What the exercise asks:
Which lines to output? The line containing "where? grassy field" and every line after it in the data below, each copied exactly.

Dataset records:
***
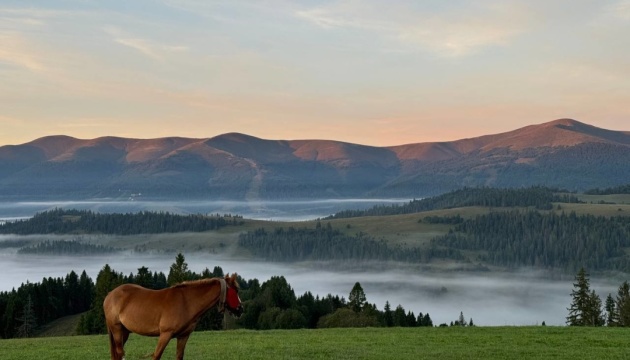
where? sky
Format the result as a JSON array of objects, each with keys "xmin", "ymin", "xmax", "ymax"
[{"xmin": 1, "ymin": 0, "xmax": 629, "ymax": 147}]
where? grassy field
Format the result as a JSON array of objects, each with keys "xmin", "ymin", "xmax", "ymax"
***
Task response:
where? grassy field
Format the result as a JSON array of objects, each with keys "xmin", "ymin", "xmax", "ymax"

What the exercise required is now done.